>> Begin RECORDS FOR THE EXERCISE
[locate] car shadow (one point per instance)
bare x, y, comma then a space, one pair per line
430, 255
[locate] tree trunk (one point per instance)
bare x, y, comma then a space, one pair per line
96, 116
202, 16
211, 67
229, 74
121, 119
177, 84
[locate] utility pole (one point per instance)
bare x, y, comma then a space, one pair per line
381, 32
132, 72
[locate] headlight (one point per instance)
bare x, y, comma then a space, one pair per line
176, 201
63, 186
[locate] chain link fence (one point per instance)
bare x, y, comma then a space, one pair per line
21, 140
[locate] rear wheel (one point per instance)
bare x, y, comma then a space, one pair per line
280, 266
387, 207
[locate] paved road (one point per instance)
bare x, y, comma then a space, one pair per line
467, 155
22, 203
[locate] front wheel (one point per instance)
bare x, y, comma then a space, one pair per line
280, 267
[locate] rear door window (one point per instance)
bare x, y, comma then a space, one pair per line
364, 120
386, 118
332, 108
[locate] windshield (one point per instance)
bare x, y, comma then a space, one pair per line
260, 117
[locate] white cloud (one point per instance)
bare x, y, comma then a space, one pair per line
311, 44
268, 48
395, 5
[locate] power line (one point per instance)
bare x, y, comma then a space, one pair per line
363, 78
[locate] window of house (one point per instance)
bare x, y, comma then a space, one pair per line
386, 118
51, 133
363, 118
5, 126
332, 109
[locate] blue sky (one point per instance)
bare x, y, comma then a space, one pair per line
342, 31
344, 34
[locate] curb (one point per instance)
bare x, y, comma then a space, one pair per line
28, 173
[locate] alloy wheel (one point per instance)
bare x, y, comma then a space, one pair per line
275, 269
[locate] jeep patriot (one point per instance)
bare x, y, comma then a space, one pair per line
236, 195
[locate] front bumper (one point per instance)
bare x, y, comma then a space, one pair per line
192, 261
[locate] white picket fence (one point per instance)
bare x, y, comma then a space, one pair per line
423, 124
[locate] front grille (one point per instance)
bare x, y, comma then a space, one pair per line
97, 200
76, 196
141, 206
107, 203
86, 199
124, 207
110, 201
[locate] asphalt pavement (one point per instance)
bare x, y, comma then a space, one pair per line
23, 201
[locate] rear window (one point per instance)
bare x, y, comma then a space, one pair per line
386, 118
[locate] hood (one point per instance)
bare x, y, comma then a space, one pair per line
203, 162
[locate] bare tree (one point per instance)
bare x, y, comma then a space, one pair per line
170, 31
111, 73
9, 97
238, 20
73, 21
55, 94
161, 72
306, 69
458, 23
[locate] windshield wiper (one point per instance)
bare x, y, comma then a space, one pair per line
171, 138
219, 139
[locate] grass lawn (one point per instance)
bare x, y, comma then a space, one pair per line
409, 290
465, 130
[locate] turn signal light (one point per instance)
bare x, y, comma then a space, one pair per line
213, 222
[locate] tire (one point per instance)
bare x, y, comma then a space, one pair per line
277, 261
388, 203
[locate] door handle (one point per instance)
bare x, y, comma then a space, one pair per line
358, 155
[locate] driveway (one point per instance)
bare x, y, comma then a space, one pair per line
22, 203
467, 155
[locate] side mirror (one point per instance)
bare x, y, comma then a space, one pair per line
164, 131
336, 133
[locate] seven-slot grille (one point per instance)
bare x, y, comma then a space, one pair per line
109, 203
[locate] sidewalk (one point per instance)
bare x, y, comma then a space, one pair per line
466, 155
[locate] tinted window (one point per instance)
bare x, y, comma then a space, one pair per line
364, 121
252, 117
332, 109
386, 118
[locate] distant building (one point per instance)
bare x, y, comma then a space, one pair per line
>> End RECORDS FOR THE EXERCISE
Set down all of the entries exactly, please.

[locate] car shadow (one point per instance)
bare x, y, comma then a space, one pair per line
430, 255
[locate] tree trunk (one point per instance)
bare x, y, comma then a space, one pair per line
96, 116
202, 16
211, 67
229, 74
121, 119
177, 84
[locate] utility pole (one point per instance)
bare x, y, comma then a space, one pair per line
381, 32
132, 72
[locate] headlight (one point per instance)
bare x, y, comma then a space, one pair per line
176, 201
63, 186
[locate] chain link fence (one point per instance)
bare x, y, comma then a space, one pair per line
21, 140
[locate] rear wheel (one point per instance)
bare x, y, comma then a space, one pair per line
280, 266
387, 207
[locate] paved road (one point per instance)
bare x, y, comma then a space, one pair per line
467, 155
22, 203
[locate] front wheel (one point per instance)
bare x, y, comma then a space, one pair per line
280, 267
[locate] rear door window (one point per instance)
bare x, y, comma then a space, one pair per line
364, 120
386, 118
332, 108
[locate] windshield (one point per instance)
bare x, y, comma then a space, one pair per line
260, 117
[locate] white cloud (one point per instance)
bare x, y, comma then a space, one pair per line
311, 44
268, 48
395, 5
[locate] power line (one point per instance)
bare x, y, comma then a space, one pair per line
363, 78
[locate] window of house (one point per instance)
bare x, y, comma then a space, one pair per line
386, 118
51, 133
363, 118
5, 126
332, 109
[locate] blue sky (one point per instance)
bare x, y, comma then a space, one pair per line
342, 31
344, 34
[locate] curb (one point per instance)
bare x, y, comma then a space, one pair per line
28, 173
[locate] alloy wheel (one point per instance)
bare x, y, comma then a space, one pair per line
275, 269
[locate] jeep patriot (one point per instance)
bare x, y, comma then a space, one pair per line
236, 195
[locate] front bumper (one point per instance)
bare x, y, comma then a space, one pair per line
192, 261
[locate] white picket fence (one point per instance)
bare x, y, comma then a space, one pair per line
423, 124
[locate] front grille (one point per instance)
bare x, y, comma then a space, one pair per line
97, 200
76, 196
141, 206
107, 203
86, 199
124, 207
110, 201
[locate] asphalt pavement (one point per instance)
bare x, y, comma then a space, one pair per line
23, 201
[locate] rear window (one point per instance)
bare x, y, comma then a space, one pair per line
386, 118
[locate] hood (one point per instance)
bare x, y, comma then a space, one pair per line
203, 162
[locate] bare tree (one point per instance)
bare x, y, comma then a space, one pair per line
170, 31
111, 73
9, 97
238, 20
73, 21
55, 94
161, 72
306, 69
458, 23
[locate] windshield wiper (one point per instance)
bare x, y, comma then a space, one pair per line
171, 138
219, 139
[locate] grass lawn (one point per instance)
bare x, y, comma then a space, one pair per line
409, 290
465, 130
[locate] turn signal light (one point per instance)
bare x, y, comma then a space, one pair per line
213, 222
[locate] tire (one point per instance)
bare x, y, comma then a space, one pair per line
277, 261
388, 203
[locate] door handle (one point per instance)
bare x, y, comma then a space, one pair per line
358, 155
[locate] driveway (one point per instance)
bare x, y, comma then a space, one pair per line
22, 203
467, 155
[locate] side mirror (one point per instance)
bare x, y, comma then a space, one pair per line
164, 131
336, 133
[locate] seven-slot grille (one point per instance)
bare x, y, comma then a space, one pair per line
109, 203
[locate] sidewalk (one point per instance)
bare x, y, comma then a space, one pair per line
466, 155
[locate] tinted window (one point per instance)
bare x, y, comma then a space, one pair per line
364, 121
252, 117
332, 109
386, 118
[locate] distant building (one point per instance)
bare x, y, comma then a space, one pair per line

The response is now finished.